### Source material
════

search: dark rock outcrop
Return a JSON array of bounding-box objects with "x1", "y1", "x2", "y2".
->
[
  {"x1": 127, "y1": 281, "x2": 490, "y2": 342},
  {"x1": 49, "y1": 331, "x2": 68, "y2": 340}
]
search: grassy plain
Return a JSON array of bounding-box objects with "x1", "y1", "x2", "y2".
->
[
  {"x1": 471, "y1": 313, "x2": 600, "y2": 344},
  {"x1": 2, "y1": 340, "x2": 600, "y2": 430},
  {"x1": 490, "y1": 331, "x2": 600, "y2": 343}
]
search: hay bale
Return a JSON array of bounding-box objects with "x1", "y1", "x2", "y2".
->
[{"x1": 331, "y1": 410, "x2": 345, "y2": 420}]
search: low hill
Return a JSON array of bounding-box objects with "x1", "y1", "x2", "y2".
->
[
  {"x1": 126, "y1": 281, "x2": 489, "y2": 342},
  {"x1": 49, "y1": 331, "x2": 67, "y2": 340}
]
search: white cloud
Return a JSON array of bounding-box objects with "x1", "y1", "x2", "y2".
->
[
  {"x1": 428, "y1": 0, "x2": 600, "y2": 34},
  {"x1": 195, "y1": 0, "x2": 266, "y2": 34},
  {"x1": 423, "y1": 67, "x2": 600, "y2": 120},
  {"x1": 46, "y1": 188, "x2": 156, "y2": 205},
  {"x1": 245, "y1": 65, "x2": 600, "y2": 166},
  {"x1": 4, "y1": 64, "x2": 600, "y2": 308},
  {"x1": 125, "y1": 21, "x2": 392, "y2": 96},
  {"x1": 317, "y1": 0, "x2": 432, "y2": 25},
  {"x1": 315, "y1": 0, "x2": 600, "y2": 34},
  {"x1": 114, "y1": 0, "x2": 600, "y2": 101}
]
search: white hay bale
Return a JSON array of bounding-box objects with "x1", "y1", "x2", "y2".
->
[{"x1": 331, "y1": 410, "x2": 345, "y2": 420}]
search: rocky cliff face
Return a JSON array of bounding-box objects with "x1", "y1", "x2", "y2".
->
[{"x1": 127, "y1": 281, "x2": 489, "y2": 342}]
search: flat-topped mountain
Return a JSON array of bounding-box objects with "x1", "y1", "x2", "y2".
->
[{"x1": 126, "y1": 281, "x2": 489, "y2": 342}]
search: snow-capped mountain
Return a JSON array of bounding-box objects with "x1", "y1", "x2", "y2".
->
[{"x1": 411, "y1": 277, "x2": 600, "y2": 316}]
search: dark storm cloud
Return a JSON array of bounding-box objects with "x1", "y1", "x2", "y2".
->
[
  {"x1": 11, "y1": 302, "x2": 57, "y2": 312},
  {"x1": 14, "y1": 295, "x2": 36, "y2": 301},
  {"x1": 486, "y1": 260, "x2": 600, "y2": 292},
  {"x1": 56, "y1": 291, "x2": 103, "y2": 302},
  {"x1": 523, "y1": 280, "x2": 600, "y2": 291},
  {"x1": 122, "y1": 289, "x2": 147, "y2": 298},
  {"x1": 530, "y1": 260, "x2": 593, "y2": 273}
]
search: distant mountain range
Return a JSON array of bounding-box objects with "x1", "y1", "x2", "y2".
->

════

### To do
Would you please restate all of the entries exactly?

### Result for this task
search: dark rock outcrop
Return a JSON array of bounding-box objects with "x1", "y1", "x2", "y2".
->
[
  {"x1": 127, "y1": 281, "x2": 490, "y2": 342},
  {"x1": 49, "y1": 331, "x2": 68, "y2": 340}
]
search: grassy plain
Return a JSON array of bounding-box objects with "x1", "y1", "x2", "y2".
->
[
  {"x1": 471, "y1": 313, "x2": 600, "y2": 344},
  {"x1": 2, "y1": 340, "x2": 600, "y2": 430},
  {"x1": 490, "y1": 331, "x2": 600, "y2": 343}
]
search: hay bale
Return a JSON array of bounding-box objects with "x1", "y1", "x2", "y2".
->
[{"x1": 331, "y1": 410, "x2": 345, "y2": 420}]
search: low hill
Return a JSON array of bounding-box objects with "x1", "y1", "x2", "y2".
->
[
  {"x1": 126, "y1": 281, "x2": 489, "y2": 342},
  {"x1": 49, "y1": 331, "x2": 67, "y2": 340}
]
search: white cloud
Return a JSON array of bounding-box objects with "x1", "y1", "x2", "y2".
->
[
  {"x1": 428, "y1": 0, "x2": 600, "y2": 34},
  {"x1": 195, "y1": 0, "x2": 266, "y2": 34},
  {"x1": 423, "y1": 67, "x2": 600, "y2": 120},
  {"x1": 46, "y1": 188, "x2": 156, "y2": 205},
  {"x1": 245, "y1": 65, "x2": 600, "y2": 166},
  {"x1": 4, "y1": 64, "x2": 600, "y2": 308},
  {"x1": 125, "y1": 21, "x2": 392, "y2": 96},
  {"x1": 317, "y1": 0, "x2": 432, "y2": 25},
  {"x1": 315, "y1": 0, "x2": 600, "y2": 34},
  {"x1": 114, "y1": 0, "x2": 600, "y2": 101}
]
search: white hay bale
Return a JSON array of bounding-box objects with "x1", "y1", "x2", "y2".
->
[{"x1": 331, "y1": 410, "x2": 345, "y2": 420}]
search: rocky cliff face
Return a JSON array of bounding-box objects with "x1", "y1", "x2", "y2".
->
[{"x1": 127, "y1": 281, "x2": 489, "y2": 342}]
search: flat-topped mountain
Return a JSON array of bounding-box objects with "x1", "y1", "x2", "y2".
->
[{"x1": 126, "y1": 281, "x2": 489, "y2": 342}]
search: snow-capped mountain
Return a JSON array of bounding-box objects with "x1", "y1", "x2", "y2".
->
[{"x1": 411, "y1": 277, "x2": 600, "y2": 316}]
search: dark storm cloud
Return a JSON array of bounding-box objects with "x1", "y1", "x2", "y2".
->
[
  {"x1": 11, "y1": 302, "x2": 57, "y2": 312},
  {"x1": 14, "y1": 295, "x2": 36, "y2": 301},
  {"x1": 486, "y1": 260, "x2": 600, "y2": 292},
  {"x1": 56, "y1": 291, "x2": 103, "y2": 302},
  {"x1": 523, "y1": 280, "x2": 600, "y2": 291},
  {"x1": 122, "y1": 289, "x2": 147, "y2": 298},
  {"x1": 530, "y1": 260, "x2": 593, "y2": 273}
]
search: distant mountain range
Return a JSON array of bounding-box objects with "x1", "y1", "x2", "y2".
->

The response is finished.